Entries taken from a collection:
***

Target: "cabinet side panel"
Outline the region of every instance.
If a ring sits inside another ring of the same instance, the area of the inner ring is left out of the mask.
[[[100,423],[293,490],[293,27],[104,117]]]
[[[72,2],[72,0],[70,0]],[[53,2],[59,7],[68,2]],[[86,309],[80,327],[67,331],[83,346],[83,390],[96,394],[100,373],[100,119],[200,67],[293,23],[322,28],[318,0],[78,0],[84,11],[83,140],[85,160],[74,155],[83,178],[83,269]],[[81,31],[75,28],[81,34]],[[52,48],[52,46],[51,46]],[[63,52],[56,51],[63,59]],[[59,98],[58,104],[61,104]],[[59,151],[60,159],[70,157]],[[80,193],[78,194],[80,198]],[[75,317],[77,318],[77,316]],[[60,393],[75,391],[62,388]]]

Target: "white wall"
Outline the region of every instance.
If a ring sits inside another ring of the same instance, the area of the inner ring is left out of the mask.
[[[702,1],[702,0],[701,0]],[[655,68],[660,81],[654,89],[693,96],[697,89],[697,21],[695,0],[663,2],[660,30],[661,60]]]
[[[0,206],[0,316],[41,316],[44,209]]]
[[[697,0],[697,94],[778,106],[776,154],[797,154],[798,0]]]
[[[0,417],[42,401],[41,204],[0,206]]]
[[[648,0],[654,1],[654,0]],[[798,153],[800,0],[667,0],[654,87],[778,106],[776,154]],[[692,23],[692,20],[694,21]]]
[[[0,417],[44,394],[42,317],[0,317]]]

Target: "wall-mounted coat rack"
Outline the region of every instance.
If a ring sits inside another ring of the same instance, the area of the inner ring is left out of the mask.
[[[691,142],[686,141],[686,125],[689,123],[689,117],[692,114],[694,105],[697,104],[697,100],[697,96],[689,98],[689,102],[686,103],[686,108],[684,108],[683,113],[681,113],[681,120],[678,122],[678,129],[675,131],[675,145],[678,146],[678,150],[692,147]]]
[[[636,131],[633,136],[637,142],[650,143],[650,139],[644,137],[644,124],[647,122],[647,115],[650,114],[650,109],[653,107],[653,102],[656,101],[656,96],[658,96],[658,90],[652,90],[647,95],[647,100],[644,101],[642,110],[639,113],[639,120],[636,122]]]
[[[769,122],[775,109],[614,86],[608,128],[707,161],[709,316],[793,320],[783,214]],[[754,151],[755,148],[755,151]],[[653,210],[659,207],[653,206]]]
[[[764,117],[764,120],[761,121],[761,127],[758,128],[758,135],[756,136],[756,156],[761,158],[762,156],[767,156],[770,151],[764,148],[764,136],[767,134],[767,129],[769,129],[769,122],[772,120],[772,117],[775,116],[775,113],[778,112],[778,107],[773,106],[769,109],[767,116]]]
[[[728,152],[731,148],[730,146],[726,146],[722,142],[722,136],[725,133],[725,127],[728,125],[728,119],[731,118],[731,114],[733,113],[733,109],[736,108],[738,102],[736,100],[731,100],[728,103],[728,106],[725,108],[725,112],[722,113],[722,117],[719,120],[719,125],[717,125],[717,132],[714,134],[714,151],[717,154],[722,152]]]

***

■ **What you have to do**
Copy out each record above exactly, leaving nothing out.

■ **Response to this task**
Target: "cabinet side panel"
Outline the region of every instance.
If a ring sits inside another ring of the same instance, the area of the inner ring is left out of the mask.
[[[100,423],[293,490],[293,27],[104,117]]]
[[[72,2],[72,0],[70,0]],[[53,2],[59,7],[68,2]],[[86,309],[80,327],[67,331],[83,346],[83,390],[96,394],[100,373],[100,119],[200,67],[293,23],[322,28],[318,0],[78,0],[84,11],[83,140],[85,160],[74,155],[83,178],[83,269]],[[81,31],[75,28],[81,34]],[[52,48],[52,46],[51,46]],[[63,52],[56,51],[63,59]],[[59,98],[58,104],[61,104]],[[59,151],[60,159],[70,157]],[[80,193],[78,194],[80,198]],[[75,317],[77,318],[77,316]],[[60,393],[75,391],[62,388]]]

Target: "white wall"
Outline the region of every instance.
If a ring sits inside another ring of the same instance, the area of the inner ring is left out of the mask.
[[[702,1],[702,0],[701,0]],[[655,68],[660,81],[654,89],[693,96],[697,89],[697,21],[695,0],[663,2],[660,30],[661,60]]]
[[[0,206],[0,316],[41,316],[44,209]]]
[[[697,0],[697,94],[778,106],[776,154],[797,154],[798,0]]]
[[[0,417],[42,401],[41,204],[0,206]]]
[[[648,0],[654,1],[654,0]],[[798,153],[800,0],[667,0],[654,87],[778,106],[776,154]],[[692,23],[692,20],[694,21]]]
[[[0,417],[44,394],[42,317],[0,317]]]

Target: "wall-mounted coat rack"
Outline the region of every instance.
If a ring sits inside another ring of the same instance, the area of the inner ring is left out of the mask.
[[[691,142],[686,141],[686,125],[689,123],[689,117],[692,114],[694,105],[697,104],[697,100],[697,96],[689,98],[689,102],[686,103],[686,108],[684,108],[683,113],[681,113],[681,120],[678,122],[678,129],[675,131],[675,145],[678,146],[678,150],[692,147]]]
[[[636,131],[633,136],[637,142],[650,143],[650,139],[644,137],[644,124],[647,122],[647,115],[650,114],[650,109],[653,107],[653,102],[656,101],[656,96],[658,96],[658,90],[652,90],[647,95],[647,100],[644,101],[642,110],[639,113],[639,120],[636,122]]]
[[[769,122],[775,109],[614,86],[608,128],[707,161],[709,316],[793,320],[783,214]],[[754,151],[755,148],[755,151]],[[653,210],[659,207],[653,206]]]
[[[764,117],[764,120],[761,121],[761,127],[758,128],[758,135],[756,136],[756,156],[761,158],[762,156],[767,156],[770,151],[764,148],[764,136],[767,134],[767,129],[769,129],[769,122],[772,120],[772,117],[775,116],[775,113],[778,112],[778,107],[773,106],[769,109],[767,116]]]
[[[728,152],[731,148],[730,146],[726,146],[722,142],[722,136],[725,133],[725,127],[728,125],[728,119],[731,118],[731,114],[733,113],[733,109],[736,108],[738,102],[736,100],[731,100],[728,103],[728,106],[725,108],[725,112],[722,113],[722,117],[719,120],[719,125],[717,125],[717,132],[714,134],[714,151],[717,154],[722,152]]]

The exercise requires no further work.